### WORK ORDER
Update the passage of the text on Melverley that starts with "The notable building" and ends with "in Newcastle, Maine.", putting "lectern" wherever "pulpit" appears.

### TEXT FOR ANALYSIS
-- Opening Marker --

The notable building in Melverley is the black and white timber-framed St Peter's Church which stands on the banks of the River Vyrnwy; it is one of only three such churches to be found in Shropshire and one of 27 in England and the oldest of its kind. The church was rebuilt in 1406 after Owain Glyndŵr burnt it to the ground. The church has a Jacobean pulpit and a chained bible (also known as a "Great Bible"). The stained glass in the chancel window, installed 1925–28, is all by the C & Kempe workshops. One of its lights is a memorial to parish men who died in World War I.
It is thought that the design of St Peter's may have inspired the architecture of St Andrew's Episcopalian church in Newcastle, Maine.

== Melverley and the "Potts Line"==
Melverley was situated on the Potts Railway Line designed to link Shrewsbury with the small village of Llanymynech, near Oswestry. Unlike many stops on the line, the station at Melverley had a brick shed for waiting passengers (many stations had wooden facilities and timber platforms). A viaduct was built at Melverley in order for the line to cross the Severn but this crashed into the river in 1902. The viaduct was rebuilt to enable the re-opening of the line on April 13, 1911. It was subsequently declared unsafe on several occasions and was a contributory factor to the demise of the Potts Line.

Today, little evidence of the railway remains at Melverley save for some bricks marking the platform edge. However, a road has been built along the course of part of this branch line to Criggion utilizing the old railway bridge over the Severn and making a convenient connection to the main road at Crew Green. This is a single-track road with passing places but is unusually direct and level compared to other country lanes in the area.

-- Closing Marker --

### EXCERPTED DATA
-- Opening Marker --

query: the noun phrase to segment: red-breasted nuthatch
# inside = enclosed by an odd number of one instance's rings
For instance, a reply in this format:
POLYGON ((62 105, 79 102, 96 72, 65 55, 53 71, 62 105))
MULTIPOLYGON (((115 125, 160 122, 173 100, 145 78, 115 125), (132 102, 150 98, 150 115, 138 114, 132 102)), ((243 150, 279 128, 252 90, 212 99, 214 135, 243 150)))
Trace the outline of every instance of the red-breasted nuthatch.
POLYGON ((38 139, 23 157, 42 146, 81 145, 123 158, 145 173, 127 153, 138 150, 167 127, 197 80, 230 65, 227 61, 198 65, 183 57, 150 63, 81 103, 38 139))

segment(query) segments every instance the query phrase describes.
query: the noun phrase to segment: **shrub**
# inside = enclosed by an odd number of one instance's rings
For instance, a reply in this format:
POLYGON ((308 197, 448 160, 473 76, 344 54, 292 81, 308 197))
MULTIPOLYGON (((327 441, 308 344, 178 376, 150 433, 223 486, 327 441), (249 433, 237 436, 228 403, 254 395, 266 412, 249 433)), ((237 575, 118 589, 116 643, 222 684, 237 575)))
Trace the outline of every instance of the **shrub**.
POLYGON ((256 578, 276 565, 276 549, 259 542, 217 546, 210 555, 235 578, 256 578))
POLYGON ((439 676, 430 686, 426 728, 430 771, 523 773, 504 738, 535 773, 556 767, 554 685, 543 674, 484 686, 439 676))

-- Closing Marker --
-- Opening Marker --

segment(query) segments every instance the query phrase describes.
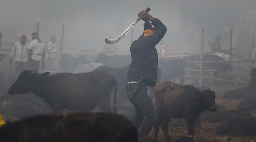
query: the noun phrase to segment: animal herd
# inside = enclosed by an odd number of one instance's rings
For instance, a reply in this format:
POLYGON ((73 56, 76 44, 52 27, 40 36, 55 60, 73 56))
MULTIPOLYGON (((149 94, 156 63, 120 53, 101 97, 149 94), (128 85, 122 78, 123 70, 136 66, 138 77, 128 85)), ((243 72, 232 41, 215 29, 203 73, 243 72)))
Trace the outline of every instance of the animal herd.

-- Closing Marker --

### EXERCISE OUTPUT
The notable building in Melverley is the black and white timber-framed St Peter's Church which stands on the banks of the River Vyrnwy; it is one of only three such churches to be found in Shropshire and one of 27 in England and the oldest of its kind. The church was rebuilt in 1406 after Owain Glyndŵr burnt it to the ground. The church has a Jacobean lectern and a chained bible (also known as a "Great Bible"). The stained glass in the chancel window, installed 1925–28, is all by the C & Kempe workshops. One of its lights is a memorial to parish men who died in World War I.
It is thought that the design of St Peter's may have inspired the architecture of St Andrew's Episcopalian church in Newcastle, Maine.